§ WHAT TO DO:
Can you carry on the news report below about the Brattleboro Retreat employee presumed positive for COVID-19, picking up after its final paragraph?

§ TEXT FOR ANALYSIS:
# # # # # # #

VTDigger is posting regular updates on the coronavirus in Vermont on this page. You can also subscribe here for regular email updates on the coronavirus. If you have any questions, thoughts or updates on how Vermont is responding to COVID-19, contact us at coronavirus@vtdigger.org
This story was updated at 2:55 p.m Friday.
A staffer of the Brattleboro Retreat — Vermont’s largest mental health facility with more than 850 workers — is thought to have coronavirus, triggering concern among others at Windham County’s largest employer.
“An employee of the Brattleboro Retreat is presumed positive for COVID-19,” spokesman Konstantin von Krusenstiern said Friday, “and is currently not working.”
The Retreat first announced in the morning the staffer had “tested positive,” then changed that diagnosis to “presumed positive” in the afternoon when administrators realized they couldn’t confirm whether an actual test did or didn’t take place.
Retreat admissions director Remy Magnon, addressing the issue in an email to the staffer’s colleagues, said everyone else was expected to work or face the loss of their jobs.
“I realize that if you interacted with this individual you may have been exposed to the virus,” Magnon wrote. “I know this possibility is frightening and stressful. I truly understand your anxiety, but we cannot turn back time. We can only look forward.”
“At this point, what can be done is to monitor your health and comply with precautions that will minimize the expansion of risk to other staff and patients,” Magnon continued. “Unless you become symptomatic i.e. dry cough and/or fever, you can work with a mask and regular temperature checks. If you develop a fever or respiratory symptoms or do not feel well you must immediately inform me and I will send you home and notify Employee Health for follow-up.”
“In the meantime, you are expected to work as scheduled,” Magnon concluded. “If you refuse to do so, your employment will be terminated. This is not what I want to see happen but we cannot continue operations at the Retreat if a critical mass of staff refuse to come to work when they are not actually sick. All healthcare workers are considered essential staff by the Retreat and the State of Vermont so please come to work as long as you are healthy and able to do so. The patients need you and your coworkers need you. If conditions change we will make whatever adjustments are warranted at that point in time.”

# # # # # # #

§ EXTRACTED INFORMATION:
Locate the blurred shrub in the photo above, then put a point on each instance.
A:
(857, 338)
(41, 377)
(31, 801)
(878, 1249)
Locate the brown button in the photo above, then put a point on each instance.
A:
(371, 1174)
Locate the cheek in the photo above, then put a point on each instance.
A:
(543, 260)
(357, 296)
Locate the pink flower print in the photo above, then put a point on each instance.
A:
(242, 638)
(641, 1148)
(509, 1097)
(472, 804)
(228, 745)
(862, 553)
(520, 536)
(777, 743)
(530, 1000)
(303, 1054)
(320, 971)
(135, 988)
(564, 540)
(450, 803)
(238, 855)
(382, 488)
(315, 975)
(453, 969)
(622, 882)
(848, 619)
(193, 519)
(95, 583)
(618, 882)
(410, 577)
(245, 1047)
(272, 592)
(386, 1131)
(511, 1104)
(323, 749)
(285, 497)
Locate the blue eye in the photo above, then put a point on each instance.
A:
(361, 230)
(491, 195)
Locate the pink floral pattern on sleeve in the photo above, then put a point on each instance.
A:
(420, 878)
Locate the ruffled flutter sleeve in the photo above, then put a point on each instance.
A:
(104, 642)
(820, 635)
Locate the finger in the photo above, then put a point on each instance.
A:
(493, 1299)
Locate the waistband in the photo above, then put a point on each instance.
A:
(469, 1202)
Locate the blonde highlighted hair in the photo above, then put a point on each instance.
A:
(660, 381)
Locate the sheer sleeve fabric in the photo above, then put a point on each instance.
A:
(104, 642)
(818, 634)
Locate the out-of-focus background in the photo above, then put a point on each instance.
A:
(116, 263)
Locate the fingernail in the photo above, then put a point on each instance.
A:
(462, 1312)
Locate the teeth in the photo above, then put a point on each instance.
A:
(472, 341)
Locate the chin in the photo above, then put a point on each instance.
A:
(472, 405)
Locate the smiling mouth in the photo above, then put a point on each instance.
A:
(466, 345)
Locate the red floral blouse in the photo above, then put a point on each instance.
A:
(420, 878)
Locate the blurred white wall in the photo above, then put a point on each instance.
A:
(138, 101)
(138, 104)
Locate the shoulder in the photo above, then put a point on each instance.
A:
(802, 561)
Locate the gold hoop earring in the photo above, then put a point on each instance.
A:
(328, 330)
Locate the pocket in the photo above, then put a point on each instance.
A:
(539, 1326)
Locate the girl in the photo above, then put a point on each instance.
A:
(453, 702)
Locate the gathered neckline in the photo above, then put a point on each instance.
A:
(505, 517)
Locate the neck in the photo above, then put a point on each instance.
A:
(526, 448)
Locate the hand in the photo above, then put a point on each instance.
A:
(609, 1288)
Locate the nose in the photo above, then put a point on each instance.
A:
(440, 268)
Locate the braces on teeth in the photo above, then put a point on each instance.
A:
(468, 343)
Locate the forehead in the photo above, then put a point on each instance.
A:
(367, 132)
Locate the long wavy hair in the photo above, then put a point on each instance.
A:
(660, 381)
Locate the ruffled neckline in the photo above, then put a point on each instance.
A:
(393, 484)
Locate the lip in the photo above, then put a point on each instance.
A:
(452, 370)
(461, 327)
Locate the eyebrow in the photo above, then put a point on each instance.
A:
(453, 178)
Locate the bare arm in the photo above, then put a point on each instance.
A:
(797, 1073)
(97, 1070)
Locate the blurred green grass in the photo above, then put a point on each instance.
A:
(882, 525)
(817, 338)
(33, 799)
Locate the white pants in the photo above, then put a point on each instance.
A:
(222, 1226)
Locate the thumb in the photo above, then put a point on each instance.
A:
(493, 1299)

# # # # # # #

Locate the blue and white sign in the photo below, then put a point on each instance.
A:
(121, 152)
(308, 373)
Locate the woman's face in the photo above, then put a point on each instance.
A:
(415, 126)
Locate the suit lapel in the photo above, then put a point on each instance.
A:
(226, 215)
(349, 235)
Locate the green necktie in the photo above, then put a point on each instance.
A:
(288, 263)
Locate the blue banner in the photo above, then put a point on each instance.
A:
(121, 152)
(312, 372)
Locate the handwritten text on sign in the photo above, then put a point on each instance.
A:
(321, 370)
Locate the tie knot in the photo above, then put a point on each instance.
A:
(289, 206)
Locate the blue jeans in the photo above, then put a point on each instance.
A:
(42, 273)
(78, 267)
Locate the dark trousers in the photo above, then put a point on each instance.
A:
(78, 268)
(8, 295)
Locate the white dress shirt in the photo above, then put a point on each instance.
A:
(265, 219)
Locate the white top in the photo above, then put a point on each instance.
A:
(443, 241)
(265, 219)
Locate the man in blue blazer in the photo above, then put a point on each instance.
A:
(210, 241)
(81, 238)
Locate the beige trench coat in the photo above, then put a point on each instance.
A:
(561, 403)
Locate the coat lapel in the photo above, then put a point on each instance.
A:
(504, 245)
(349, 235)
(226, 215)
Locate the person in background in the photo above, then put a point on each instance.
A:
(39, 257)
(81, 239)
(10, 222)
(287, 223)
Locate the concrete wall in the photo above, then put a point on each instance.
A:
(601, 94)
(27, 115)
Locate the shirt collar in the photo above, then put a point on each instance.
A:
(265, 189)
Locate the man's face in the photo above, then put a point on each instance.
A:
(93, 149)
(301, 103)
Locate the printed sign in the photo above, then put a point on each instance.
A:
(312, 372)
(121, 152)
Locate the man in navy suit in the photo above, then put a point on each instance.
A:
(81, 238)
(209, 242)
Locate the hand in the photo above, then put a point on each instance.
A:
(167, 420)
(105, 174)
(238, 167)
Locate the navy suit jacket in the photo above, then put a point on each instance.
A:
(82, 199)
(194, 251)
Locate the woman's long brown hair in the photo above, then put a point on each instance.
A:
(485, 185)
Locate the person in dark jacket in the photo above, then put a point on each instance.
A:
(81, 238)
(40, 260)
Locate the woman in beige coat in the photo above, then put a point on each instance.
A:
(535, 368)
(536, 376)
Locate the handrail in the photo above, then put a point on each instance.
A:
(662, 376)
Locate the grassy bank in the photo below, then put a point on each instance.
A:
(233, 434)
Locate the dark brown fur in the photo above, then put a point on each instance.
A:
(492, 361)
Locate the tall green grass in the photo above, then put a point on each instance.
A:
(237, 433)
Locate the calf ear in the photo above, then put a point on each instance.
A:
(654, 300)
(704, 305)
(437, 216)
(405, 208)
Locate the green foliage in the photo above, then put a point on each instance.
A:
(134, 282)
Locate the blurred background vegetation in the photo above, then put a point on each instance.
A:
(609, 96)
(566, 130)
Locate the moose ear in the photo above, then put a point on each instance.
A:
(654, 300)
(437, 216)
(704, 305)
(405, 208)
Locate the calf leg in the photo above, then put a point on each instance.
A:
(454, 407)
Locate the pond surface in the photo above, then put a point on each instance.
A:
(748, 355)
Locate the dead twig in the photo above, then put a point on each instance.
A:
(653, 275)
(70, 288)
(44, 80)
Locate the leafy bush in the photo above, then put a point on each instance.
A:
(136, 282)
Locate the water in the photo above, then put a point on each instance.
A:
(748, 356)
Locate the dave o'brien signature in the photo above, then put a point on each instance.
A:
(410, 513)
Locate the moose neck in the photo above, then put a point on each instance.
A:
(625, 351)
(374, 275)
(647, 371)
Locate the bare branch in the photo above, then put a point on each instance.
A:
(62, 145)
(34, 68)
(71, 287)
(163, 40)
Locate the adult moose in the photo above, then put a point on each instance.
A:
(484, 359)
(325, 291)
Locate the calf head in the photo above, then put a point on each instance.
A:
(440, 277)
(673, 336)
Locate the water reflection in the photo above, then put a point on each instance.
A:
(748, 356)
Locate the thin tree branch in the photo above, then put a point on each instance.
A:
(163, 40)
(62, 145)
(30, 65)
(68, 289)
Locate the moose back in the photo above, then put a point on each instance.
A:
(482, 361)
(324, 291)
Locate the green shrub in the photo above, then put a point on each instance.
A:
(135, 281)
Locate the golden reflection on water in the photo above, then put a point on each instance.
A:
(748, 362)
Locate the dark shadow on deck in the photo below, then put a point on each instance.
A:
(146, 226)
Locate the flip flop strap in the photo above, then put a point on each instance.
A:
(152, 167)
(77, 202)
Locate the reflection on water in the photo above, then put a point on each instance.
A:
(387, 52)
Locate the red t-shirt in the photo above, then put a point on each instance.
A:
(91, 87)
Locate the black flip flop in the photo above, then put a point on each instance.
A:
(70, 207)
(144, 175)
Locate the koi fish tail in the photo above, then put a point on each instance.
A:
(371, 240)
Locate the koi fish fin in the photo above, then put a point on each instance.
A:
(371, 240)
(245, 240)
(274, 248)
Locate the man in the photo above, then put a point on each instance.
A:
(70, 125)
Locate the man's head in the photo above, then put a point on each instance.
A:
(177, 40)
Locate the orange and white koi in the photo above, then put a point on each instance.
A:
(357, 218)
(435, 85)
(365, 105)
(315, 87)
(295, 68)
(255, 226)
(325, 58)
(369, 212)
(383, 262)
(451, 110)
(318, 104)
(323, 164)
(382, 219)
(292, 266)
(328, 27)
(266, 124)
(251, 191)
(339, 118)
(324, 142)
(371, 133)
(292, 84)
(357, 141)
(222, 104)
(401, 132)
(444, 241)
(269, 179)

# # # # # # #

§ ANSWER SPACE:
In a public statement Friday afternoon, von Krusenstiern said the Retreat wished the employee “a fast and full recovery” and offered appreciation for the rest of the staff.
“Essential healthcare workers on the front lines of the Coronavirus pandemic are understandably concerned about their exposure to the COVID-19 virus,” von Krusenstiern said. “The Retreat is closely following CDC infection prevention recommendations that have been adopted by hospitals across the country. The safety of our employees and the patients we serve remains at the forefront of our daily planning. We appreciate our staff for their courage as we rely on scientific facts to manage the unprecedented challenges that this pandemic has brought to our nation’s hospitals and the communities they serve.”
Earlier this week, the Retreat announced it would stop accepting out-of-state inpatients until further notice to help itself and surrounding hospitals reduce bed counts during the coronavirus crisis.
The private not-for-profit psychiatric and addiction treatment center is licensed for 149 beds, although it recently reduced its capacity to 93 and currently has 60 patients. The Retreat, which has yet to report a coronavirus case among patients but has one quarantined awaiting test results, is preparing space to serve as an isolation unit for people with both psychiatric and non-life-threatening symptoms. The patient’s test results have since come in negative.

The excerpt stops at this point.